**Written exercise:** Pull out every line of the items below that contains the string "dark". Treat the match as case-sensitive.

Stored records
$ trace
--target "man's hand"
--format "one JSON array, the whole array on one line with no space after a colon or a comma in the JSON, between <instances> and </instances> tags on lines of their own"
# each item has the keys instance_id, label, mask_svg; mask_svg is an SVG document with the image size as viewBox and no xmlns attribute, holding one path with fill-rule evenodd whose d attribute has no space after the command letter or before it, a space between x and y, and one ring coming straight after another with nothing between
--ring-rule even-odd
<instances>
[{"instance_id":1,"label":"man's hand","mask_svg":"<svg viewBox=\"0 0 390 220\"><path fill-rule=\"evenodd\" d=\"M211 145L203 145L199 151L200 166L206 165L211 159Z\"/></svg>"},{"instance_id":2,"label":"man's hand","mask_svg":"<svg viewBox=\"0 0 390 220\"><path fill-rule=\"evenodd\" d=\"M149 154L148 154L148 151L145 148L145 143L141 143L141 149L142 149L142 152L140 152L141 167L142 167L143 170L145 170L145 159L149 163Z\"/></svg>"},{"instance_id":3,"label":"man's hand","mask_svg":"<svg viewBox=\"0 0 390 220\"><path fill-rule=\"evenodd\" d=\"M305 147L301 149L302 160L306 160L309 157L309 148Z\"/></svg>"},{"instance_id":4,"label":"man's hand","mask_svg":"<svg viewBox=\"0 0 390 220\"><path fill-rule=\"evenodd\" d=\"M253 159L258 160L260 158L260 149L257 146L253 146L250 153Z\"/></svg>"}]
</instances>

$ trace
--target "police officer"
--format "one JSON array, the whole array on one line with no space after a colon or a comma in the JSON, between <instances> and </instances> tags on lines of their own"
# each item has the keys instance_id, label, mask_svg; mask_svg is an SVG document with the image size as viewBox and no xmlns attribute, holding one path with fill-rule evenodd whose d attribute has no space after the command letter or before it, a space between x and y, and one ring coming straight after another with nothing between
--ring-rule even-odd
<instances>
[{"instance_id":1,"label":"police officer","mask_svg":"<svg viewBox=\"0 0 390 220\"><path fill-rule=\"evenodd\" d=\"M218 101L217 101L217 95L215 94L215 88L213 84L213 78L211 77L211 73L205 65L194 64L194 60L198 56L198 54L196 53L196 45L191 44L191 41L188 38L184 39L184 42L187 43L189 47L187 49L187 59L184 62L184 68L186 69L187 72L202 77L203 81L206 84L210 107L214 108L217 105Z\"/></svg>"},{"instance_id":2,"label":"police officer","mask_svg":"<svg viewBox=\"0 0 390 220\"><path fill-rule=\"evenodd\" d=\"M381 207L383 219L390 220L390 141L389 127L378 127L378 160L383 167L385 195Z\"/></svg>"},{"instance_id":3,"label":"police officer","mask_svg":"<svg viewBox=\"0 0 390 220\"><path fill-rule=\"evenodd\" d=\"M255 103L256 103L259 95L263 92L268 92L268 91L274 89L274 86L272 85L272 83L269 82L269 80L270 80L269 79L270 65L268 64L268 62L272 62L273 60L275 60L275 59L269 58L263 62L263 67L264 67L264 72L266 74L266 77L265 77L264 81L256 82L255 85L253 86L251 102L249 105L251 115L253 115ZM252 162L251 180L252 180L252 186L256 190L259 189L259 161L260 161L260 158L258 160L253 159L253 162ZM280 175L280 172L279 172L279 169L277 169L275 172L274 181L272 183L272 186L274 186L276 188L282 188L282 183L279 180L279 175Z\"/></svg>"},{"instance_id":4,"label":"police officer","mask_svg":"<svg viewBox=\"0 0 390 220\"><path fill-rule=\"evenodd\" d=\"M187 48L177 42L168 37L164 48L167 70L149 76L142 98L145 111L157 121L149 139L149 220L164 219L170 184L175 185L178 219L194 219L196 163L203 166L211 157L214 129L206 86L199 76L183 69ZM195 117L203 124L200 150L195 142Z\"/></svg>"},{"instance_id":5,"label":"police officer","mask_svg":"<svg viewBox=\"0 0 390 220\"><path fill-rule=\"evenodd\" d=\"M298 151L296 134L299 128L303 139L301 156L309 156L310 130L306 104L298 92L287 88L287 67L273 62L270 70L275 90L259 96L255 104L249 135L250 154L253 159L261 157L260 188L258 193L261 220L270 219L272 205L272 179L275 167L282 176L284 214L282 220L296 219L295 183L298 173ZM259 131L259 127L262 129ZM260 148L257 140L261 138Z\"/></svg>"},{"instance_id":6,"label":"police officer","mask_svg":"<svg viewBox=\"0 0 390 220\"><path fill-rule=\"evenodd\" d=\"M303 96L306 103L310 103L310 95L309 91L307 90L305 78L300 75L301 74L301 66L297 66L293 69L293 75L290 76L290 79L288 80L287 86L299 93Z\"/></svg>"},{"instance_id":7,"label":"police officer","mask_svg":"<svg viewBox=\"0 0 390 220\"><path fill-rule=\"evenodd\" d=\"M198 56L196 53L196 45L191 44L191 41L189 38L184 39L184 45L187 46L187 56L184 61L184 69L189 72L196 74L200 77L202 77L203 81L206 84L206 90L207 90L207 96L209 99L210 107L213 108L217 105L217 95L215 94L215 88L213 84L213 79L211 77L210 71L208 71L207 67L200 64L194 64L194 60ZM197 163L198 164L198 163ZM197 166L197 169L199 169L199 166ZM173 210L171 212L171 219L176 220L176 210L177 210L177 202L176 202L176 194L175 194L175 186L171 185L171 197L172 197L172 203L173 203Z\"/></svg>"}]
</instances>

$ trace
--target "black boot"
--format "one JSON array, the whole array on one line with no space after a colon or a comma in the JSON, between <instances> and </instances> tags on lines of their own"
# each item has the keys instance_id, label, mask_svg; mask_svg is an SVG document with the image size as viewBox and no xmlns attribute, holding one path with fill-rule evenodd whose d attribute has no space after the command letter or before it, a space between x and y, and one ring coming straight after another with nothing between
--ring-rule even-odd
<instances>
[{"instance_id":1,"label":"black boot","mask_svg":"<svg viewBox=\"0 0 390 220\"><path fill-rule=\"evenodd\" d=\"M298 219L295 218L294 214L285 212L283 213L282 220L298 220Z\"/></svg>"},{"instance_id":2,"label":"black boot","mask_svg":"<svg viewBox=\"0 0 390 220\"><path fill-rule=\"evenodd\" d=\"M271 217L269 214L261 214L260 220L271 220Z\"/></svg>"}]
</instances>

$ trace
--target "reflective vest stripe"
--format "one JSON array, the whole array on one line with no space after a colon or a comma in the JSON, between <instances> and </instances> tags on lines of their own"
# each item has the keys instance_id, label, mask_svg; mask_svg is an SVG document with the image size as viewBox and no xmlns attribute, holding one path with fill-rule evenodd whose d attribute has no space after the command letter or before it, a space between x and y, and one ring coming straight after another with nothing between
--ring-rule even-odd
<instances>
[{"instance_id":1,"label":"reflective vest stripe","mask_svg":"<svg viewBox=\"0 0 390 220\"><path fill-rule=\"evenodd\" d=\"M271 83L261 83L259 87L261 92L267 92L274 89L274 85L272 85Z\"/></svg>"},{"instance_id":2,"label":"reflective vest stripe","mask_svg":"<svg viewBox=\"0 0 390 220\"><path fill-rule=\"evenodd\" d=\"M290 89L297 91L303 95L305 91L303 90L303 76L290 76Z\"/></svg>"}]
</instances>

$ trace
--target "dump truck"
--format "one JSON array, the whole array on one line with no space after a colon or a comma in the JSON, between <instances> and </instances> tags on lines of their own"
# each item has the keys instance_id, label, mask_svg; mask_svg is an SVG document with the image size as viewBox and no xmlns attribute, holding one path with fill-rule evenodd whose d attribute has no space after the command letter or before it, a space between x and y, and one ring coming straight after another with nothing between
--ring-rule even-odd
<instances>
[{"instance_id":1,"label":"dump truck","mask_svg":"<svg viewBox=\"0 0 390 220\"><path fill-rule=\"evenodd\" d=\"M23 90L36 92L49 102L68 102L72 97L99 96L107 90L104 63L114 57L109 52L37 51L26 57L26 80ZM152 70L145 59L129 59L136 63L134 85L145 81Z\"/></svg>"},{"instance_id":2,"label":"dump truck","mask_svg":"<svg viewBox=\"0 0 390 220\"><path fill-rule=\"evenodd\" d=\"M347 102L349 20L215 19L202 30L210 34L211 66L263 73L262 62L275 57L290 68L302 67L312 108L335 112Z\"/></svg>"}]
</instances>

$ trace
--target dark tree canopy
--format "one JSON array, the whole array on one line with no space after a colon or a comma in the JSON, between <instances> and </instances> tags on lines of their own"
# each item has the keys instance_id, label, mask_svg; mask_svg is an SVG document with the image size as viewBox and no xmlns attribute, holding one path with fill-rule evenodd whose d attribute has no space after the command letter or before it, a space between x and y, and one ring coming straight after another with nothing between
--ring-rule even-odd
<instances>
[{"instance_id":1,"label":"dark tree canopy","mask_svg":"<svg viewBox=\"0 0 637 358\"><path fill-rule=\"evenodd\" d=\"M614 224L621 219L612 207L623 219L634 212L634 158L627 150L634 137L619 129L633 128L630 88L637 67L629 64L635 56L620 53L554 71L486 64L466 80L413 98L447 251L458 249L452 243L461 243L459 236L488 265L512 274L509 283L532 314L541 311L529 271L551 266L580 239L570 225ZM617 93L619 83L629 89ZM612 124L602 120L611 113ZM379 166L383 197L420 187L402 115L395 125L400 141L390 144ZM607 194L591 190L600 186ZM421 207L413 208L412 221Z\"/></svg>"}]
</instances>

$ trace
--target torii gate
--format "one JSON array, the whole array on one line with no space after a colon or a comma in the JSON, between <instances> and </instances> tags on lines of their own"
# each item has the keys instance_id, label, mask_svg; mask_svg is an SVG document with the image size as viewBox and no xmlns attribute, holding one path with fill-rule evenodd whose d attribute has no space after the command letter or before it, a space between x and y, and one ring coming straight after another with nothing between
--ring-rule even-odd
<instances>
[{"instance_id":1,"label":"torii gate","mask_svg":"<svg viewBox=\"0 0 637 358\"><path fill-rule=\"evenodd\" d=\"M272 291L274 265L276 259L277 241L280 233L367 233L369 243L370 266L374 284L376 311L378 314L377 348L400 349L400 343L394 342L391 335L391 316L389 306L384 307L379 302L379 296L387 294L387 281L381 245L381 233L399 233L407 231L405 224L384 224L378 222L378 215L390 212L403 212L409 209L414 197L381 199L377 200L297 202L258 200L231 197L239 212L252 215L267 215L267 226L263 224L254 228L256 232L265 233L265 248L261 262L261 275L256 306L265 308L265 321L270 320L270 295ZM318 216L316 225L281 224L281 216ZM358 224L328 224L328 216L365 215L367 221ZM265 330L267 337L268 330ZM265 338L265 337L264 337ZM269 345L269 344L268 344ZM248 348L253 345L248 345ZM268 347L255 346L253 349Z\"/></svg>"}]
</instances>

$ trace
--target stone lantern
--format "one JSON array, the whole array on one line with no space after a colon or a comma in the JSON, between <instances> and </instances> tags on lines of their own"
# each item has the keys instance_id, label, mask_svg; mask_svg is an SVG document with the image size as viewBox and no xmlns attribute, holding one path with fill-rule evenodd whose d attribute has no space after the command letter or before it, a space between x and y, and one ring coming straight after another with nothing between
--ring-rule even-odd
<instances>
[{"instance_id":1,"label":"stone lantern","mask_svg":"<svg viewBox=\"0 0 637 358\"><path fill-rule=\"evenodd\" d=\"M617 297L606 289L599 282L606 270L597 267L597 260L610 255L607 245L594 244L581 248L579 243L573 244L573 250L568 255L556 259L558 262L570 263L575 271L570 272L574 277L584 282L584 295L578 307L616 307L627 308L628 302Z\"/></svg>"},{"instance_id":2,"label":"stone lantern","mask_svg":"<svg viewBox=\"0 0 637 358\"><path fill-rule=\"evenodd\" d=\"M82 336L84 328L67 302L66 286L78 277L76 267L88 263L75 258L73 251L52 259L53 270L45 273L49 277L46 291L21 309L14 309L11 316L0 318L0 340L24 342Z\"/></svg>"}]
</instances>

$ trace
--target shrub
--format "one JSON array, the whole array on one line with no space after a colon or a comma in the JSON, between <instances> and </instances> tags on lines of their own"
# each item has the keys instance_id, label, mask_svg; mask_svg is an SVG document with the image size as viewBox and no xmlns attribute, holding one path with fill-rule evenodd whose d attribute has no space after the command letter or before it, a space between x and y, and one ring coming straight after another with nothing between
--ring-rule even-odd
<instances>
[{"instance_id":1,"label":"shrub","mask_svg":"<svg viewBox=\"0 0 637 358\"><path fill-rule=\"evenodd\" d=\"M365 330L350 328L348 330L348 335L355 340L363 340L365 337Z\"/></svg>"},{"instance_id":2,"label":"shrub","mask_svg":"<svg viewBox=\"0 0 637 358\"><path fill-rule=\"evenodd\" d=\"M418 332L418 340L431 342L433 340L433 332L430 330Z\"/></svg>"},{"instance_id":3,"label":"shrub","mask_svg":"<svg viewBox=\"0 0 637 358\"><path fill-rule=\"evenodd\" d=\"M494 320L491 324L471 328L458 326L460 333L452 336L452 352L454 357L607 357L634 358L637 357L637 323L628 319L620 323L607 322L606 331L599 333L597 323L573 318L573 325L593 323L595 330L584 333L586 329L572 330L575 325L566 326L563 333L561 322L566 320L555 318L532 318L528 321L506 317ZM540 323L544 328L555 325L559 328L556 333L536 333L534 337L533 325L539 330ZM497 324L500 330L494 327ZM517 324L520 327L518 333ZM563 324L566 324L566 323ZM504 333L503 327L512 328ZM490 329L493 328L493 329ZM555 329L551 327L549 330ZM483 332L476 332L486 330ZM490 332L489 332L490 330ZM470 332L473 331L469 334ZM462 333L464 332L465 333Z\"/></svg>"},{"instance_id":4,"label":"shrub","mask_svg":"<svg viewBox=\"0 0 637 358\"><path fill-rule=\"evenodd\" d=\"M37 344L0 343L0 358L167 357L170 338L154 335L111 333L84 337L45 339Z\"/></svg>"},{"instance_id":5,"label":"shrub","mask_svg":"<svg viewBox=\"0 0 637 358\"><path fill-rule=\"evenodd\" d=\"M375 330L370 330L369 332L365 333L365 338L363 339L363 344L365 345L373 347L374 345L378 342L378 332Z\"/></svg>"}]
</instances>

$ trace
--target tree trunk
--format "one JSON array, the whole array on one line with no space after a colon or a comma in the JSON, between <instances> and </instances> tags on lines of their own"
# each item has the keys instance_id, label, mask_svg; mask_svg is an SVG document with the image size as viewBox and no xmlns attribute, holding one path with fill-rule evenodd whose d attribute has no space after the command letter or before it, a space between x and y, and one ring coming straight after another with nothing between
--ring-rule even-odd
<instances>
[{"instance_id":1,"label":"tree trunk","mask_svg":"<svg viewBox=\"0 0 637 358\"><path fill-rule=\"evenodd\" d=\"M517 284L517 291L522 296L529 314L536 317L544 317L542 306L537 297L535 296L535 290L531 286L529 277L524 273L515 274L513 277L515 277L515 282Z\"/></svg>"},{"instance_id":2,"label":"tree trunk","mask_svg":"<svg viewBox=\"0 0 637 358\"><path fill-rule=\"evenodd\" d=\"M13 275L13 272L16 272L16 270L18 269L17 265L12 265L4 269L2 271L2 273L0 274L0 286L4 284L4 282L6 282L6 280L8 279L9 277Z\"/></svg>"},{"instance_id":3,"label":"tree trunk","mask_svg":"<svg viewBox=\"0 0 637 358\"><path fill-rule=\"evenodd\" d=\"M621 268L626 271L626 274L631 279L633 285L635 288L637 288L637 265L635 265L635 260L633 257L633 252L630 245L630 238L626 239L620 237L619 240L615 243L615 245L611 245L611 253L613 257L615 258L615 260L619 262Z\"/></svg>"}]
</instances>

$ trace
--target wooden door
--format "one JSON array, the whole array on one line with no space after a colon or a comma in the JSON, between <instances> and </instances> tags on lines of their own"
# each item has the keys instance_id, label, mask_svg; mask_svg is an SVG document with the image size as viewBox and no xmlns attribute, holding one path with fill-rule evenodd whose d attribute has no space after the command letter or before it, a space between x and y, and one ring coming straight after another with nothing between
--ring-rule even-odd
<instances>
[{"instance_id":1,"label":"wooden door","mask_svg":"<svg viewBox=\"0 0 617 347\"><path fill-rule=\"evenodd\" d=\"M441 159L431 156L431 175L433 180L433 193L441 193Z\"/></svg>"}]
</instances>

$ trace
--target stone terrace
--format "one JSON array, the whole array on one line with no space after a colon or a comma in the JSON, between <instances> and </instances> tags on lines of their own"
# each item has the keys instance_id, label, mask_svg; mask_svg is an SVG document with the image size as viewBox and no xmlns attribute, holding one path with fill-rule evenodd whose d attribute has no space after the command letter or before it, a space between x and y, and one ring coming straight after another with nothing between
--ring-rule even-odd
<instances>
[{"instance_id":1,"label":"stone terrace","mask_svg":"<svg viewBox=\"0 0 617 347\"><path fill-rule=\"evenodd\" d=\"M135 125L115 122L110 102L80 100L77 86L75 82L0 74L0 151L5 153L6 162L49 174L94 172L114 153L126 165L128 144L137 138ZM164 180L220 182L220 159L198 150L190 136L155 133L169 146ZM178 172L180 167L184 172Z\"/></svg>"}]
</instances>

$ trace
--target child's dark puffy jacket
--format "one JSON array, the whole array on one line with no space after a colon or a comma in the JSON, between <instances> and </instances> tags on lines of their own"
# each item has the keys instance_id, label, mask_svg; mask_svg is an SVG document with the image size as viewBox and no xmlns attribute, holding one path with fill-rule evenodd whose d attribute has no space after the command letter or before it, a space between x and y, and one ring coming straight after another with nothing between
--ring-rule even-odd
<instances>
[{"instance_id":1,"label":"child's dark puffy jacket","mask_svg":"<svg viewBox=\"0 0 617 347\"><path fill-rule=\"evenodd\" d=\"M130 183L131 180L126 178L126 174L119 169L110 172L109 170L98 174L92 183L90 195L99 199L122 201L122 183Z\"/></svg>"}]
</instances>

**Task answer:**
--target dark tree canopy
[{"instance_id":1,"label":"dark tree canopy","mask_svg":"<svg viewBox=\"0 0 637 358\"><path fill-rule=\"evenodd\" d=\"M614 224L621 219L612 207L623 219L634 212L634 158L627 150L634 137L619 129L633 128L630 88L637 67L629 64L635 56L620 53L554 71L486 64L466 80L413 98L447 251L458 249L452 243L461 243L459 236L488 265L512 274L509 283L532 314L541 311L529 271L551 266L580 239L570 225ZM617 93L619 83L629 89ZM612 124L602 120L611 113ZM379 166L383 197L420 187L402 115L395 125L400 141L390 144ZM607 194L591 190L600 186ZM421 207L413 208L412 221Z\"/></svg>"}]
--target child's dark puffy jacket
[{"instance_id":1,"label":"child's dark puffy jacket","mask_svg":"<svg viewBox=\"0 0 617 347\"><path fill-rule=\"evenodd\" d=\"M130 183L131 180L126 178L126 174L119 169L110 172L109 170L98 174L92 183L90 195L99 199L122 201L122 183Z\"/></svg>"}]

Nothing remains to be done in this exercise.